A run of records
────────────────────

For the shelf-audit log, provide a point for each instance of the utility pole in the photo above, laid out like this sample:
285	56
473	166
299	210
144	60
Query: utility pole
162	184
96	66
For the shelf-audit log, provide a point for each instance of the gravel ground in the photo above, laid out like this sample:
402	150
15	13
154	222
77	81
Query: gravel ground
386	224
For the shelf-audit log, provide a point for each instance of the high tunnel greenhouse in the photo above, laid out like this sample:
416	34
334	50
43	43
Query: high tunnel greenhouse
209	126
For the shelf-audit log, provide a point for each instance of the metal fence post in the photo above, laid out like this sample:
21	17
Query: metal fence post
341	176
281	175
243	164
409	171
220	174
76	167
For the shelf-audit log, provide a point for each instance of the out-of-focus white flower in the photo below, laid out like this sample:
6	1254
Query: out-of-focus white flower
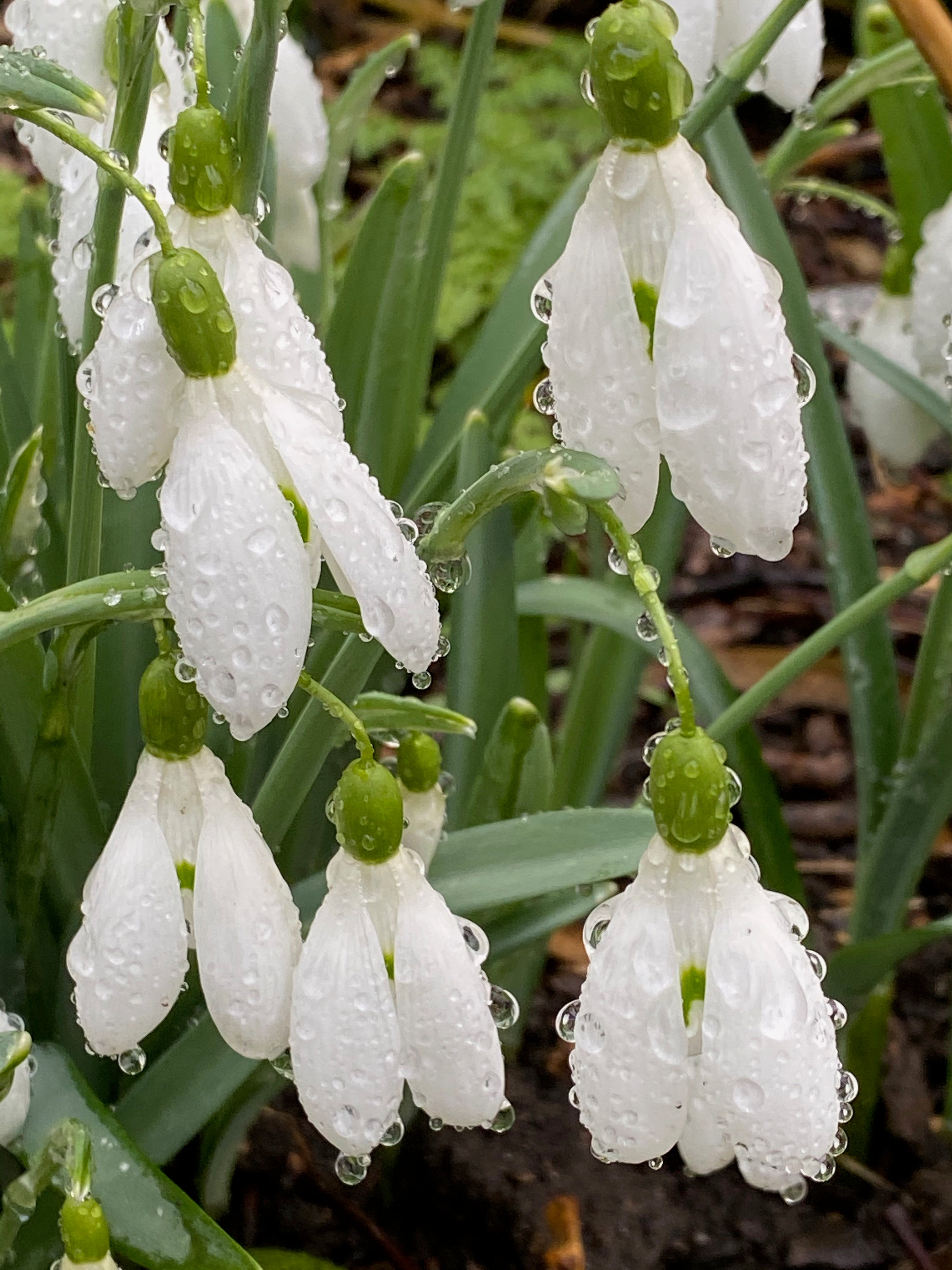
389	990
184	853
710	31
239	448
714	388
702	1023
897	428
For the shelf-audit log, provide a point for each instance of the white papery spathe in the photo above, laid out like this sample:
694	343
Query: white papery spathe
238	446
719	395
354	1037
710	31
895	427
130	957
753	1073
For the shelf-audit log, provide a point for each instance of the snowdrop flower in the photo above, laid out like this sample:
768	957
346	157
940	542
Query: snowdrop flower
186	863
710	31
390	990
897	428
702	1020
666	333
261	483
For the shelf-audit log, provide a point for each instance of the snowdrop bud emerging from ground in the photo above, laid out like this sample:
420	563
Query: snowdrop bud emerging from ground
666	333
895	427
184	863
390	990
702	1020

────────────────────

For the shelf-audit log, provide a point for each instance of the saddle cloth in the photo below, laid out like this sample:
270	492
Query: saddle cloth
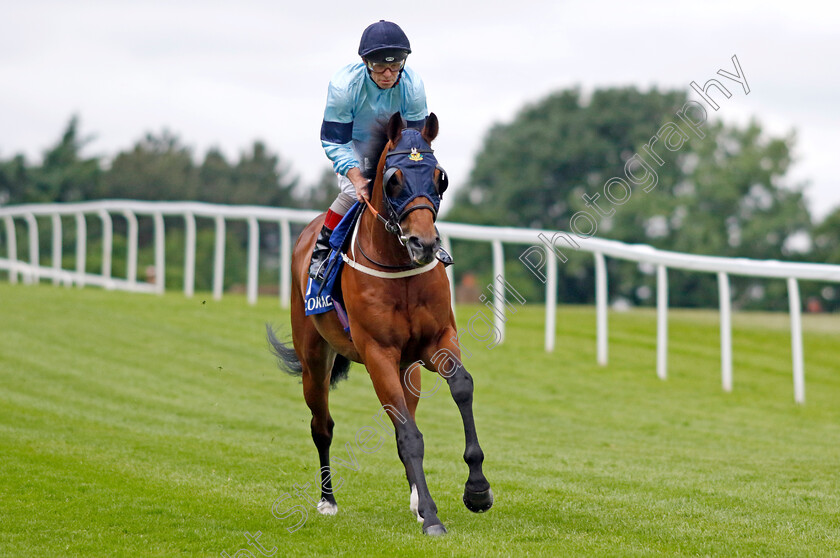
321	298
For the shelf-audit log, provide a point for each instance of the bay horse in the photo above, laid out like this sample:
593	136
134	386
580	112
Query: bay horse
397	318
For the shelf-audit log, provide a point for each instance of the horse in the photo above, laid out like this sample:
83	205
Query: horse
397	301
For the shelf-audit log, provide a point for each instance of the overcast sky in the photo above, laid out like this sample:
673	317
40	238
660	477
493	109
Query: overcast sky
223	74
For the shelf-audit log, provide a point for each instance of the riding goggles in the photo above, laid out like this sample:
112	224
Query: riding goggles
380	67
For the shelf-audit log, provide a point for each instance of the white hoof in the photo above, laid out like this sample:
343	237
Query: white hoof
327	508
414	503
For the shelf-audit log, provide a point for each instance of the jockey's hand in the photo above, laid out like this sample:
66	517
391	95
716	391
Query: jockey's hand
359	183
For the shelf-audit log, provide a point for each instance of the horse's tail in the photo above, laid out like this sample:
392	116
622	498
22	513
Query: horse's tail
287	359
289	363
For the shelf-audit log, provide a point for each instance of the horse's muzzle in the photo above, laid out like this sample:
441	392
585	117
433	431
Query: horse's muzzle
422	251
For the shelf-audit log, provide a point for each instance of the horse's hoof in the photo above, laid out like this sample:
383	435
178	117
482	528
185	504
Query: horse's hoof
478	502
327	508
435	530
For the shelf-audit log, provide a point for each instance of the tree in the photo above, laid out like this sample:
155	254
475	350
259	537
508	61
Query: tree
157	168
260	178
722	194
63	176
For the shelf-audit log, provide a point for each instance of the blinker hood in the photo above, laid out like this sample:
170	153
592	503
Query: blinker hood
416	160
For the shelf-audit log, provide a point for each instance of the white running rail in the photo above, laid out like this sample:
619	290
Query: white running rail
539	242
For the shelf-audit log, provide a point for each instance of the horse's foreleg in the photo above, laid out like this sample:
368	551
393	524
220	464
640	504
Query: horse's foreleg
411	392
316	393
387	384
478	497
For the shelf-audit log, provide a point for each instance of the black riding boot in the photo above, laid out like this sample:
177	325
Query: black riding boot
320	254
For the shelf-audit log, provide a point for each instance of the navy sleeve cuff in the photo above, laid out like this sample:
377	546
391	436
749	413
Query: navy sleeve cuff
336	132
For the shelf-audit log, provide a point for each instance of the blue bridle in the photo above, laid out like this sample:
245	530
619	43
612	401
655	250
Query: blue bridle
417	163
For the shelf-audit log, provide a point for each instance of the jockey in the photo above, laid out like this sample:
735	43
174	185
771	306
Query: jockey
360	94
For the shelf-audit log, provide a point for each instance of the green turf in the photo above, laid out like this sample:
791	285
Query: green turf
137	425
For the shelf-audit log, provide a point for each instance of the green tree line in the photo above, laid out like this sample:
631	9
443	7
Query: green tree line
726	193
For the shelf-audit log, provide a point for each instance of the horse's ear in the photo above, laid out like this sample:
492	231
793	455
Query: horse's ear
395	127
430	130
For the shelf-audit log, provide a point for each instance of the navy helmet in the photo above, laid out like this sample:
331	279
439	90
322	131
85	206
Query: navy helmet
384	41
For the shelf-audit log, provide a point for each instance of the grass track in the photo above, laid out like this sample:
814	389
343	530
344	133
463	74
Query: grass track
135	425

────────────────────

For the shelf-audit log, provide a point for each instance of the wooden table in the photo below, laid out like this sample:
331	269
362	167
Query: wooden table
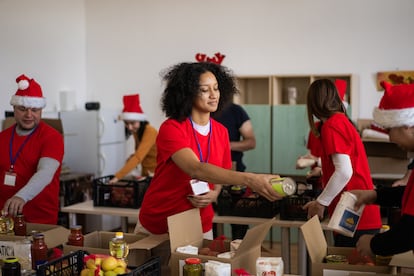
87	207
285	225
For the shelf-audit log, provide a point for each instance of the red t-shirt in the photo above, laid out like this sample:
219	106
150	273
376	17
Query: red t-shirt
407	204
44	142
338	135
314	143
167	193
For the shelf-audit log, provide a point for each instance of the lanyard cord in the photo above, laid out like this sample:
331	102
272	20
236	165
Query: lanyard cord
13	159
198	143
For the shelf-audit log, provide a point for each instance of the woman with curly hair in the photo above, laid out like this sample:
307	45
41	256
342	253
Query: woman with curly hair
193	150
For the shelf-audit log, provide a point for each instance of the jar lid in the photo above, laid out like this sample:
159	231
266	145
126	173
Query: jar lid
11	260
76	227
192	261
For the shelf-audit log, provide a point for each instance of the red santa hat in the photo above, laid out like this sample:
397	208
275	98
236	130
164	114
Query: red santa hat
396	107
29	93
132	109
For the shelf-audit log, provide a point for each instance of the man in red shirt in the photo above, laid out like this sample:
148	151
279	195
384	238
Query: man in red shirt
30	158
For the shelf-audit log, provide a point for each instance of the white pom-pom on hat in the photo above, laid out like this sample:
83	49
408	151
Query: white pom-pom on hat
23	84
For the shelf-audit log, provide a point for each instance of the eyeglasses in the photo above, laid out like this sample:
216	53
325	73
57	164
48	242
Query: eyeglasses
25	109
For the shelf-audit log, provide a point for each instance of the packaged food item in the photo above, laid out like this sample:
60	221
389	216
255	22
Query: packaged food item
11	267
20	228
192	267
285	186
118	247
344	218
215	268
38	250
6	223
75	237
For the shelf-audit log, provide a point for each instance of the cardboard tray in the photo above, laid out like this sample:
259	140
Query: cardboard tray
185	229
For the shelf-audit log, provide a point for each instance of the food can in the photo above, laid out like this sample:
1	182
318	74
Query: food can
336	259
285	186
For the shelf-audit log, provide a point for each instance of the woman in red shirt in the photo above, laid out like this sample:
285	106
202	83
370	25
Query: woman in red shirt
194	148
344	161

────────────────────

Gather every line in the records above that contains the word "jockey", and copy each one out.

For the shelf-audit log, provide a point for each instance of the jockey's hand in the photo above, laid out like this sample:
Query: jockey's hand
For the shelf-audit log, provide a point for each instance of the jockey in the photo above, laid out like this sample:
Query: jockey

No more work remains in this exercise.